[Source records]
BEGIN
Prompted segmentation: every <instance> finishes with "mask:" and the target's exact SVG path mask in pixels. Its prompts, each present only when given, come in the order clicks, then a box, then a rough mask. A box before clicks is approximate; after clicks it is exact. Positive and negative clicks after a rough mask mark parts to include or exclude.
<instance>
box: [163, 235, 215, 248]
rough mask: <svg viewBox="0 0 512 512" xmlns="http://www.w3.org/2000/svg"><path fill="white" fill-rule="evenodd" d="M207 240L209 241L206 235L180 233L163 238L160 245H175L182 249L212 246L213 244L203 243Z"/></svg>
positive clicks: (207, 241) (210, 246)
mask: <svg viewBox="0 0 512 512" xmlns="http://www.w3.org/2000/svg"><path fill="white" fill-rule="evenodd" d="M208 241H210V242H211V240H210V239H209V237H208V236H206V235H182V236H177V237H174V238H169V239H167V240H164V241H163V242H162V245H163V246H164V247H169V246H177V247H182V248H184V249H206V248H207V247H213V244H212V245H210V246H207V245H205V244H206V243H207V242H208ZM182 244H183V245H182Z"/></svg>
END
◆ Instructions for the task
Could you retype exactly the lines from the first one of the records through the line containing "rough mask: <svg", both included, and nothing more?

◆ Exercise output
Prompted segmentation: every <instance> finishes with "mask:" and the target's exact SVG path mask in pixels. Its prompts, each present only when given, come in the order clicks, then a box, then a rough mask. A box before clicks is approximate; after clicks it is exact. Positive and negative clicks after a rough mask mark parts to include or exclude.
<instance>
box: [163, 235, 215, 248]
rough mask: <svg viewBox="0 0 512 512" xmlns="http://www.w3.org/2000/svg"><path fill="white" fill-rule="evenodd" d="M207 240L209 241L206 235L180 233L163 238L160 245H175L182 249L212 246L213 244L203 243Z"/></svg>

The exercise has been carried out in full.